OBJECTIVE
Please list each line of the items below that contains the word "wooden".
begin PROVIDED DATA
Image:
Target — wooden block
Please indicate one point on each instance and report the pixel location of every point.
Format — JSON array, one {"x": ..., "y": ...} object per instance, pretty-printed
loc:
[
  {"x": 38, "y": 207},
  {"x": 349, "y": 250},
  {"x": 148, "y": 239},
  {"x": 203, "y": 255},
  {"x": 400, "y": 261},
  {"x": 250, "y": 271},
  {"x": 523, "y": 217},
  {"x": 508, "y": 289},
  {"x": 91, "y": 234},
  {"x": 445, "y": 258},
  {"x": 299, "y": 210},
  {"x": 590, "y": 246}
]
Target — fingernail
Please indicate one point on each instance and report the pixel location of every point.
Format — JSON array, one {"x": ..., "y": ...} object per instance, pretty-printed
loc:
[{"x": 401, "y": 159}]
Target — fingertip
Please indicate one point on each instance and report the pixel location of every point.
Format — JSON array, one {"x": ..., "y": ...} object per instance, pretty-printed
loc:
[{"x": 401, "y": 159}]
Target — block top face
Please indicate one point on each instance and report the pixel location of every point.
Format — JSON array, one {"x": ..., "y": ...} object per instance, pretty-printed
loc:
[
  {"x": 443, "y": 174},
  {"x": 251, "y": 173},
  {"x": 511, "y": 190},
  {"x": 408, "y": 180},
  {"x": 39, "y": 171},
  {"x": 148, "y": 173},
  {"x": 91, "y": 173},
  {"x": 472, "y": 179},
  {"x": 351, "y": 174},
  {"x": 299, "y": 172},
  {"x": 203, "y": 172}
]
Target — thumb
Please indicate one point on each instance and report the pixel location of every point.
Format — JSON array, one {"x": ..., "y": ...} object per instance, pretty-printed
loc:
end PROVIDED DATA
begin PROVIDED DATA
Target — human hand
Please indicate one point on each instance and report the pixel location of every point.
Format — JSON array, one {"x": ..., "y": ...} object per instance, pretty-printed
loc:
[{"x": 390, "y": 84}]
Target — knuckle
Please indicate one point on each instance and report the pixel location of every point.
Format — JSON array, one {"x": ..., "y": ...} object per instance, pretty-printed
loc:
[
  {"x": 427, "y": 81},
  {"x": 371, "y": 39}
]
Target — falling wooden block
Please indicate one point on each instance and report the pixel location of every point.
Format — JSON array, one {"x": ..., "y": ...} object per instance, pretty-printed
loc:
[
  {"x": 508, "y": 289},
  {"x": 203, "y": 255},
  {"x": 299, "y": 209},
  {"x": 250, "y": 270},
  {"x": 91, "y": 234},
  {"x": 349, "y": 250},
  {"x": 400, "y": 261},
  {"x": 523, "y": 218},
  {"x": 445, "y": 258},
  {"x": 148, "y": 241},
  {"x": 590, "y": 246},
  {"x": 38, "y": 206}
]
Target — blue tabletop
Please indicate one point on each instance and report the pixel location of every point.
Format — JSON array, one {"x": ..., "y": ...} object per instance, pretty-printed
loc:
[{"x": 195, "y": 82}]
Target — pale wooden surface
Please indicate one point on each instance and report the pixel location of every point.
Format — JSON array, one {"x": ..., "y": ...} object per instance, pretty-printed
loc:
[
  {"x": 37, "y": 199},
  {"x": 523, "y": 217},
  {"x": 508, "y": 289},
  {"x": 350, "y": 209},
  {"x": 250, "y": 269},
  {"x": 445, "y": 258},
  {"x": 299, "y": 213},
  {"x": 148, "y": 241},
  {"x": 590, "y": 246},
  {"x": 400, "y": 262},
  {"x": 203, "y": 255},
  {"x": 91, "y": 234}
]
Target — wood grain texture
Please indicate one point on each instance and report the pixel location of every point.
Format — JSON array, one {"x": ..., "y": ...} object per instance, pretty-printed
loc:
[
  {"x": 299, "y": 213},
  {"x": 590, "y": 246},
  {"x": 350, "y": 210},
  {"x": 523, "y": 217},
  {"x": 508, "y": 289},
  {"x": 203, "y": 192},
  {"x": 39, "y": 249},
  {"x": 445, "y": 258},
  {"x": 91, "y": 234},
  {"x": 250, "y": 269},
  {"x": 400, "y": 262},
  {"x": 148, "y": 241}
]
end PROVIDED DATA
begin PROVIDED DATA
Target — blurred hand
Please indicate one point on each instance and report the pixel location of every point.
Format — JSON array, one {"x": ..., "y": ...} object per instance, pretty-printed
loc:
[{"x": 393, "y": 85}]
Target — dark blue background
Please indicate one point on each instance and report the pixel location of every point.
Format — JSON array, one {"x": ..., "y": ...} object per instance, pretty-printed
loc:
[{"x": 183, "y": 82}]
end PROVIDED DATA
COMPLETE OUTPUT
Target — wooden block
Target — falling wooden block
Target — pale wooden surface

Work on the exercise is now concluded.